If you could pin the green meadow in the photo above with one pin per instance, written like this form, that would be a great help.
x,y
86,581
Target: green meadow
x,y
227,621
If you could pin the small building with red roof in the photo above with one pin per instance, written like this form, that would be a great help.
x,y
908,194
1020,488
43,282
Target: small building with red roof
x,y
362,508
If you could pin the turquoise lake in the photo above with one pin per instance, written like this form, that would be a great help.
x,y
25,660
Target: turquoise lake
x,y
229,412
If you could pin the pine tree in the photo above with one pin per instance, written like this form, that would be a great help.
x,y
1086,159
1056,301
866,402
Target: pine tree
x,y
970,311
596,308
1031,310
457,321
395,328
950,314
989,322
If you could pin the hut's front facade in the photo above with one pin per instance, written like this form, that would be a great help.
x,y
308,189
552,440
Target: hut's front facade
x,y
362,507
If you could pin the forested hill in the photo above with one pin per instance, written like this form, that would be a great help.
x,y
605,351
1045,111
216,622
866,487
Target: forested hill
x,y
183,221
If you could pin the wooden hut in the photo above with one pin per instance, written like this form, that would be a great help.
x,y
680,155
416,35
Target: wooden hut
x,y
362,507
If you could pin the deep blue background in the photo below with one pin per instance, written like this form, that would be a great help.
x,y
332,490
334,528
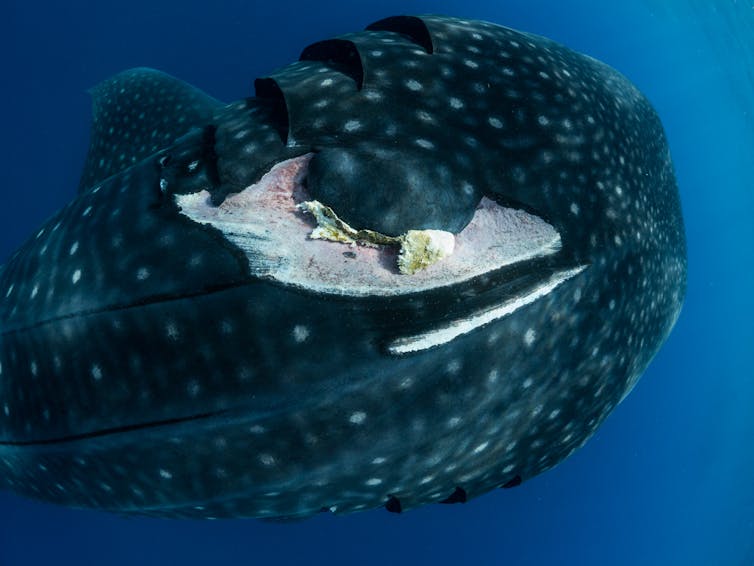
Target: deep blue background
x,y
669,479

**REQUIRED TASK:** Reproduce all of the data above line for line, leaving out the picture.

**WORKED ANSWER:**
If you could pin the green meadow in the photo above with one pin per instance, written like this form, that would be a great help.
x,y
86,581
Target: green meadow
x,y
227,621
If you could pin the small building with red roof in the photo above with one pin per instance, written like this form, that would be a great help.
x,y
908,194
1020,488
43,282
Target: small building with red roof
x,y
362,508
If you could pin the turquoise lake in the photo above with one pin per instance, written like this form, that would be a great help.
x,y
25,660
Target: turquoise lake
x,y
229,412
If you could pin the pine tree in the photo above with one pin per instance, written like this form, that would be a great help.
x,y
1086,159
1056,301
866,402
Target: pine tree
x,y
970,311
596,308
1031,310
457,321
395,328
950,314
989,322
If you could pin the hut's front facade in the photo above with one pin per instance, written like this form, that would be a great help.
x,y
308,189
552,440
Target: hut's front facade
x,y
362,507
If you could pin the forested hill in the photo above with one pin per instance, written like this form, that would be a great help.
x,y
605,351
1045,111
216,622
866,487
Target: forested hill
x,y
183,221
If you could pin the wooden hut in the photo above with one pin per instance, written like this form, that would be a great help.
x,y
680,155
416,35
Target: wooden hut
x,y
362,507
If you could pin the deep blue background in the photo below with one pin per instance, written like this form, that would be a great help.
x,y
332,490
334,528
Target: deep blue background
x,y
669,479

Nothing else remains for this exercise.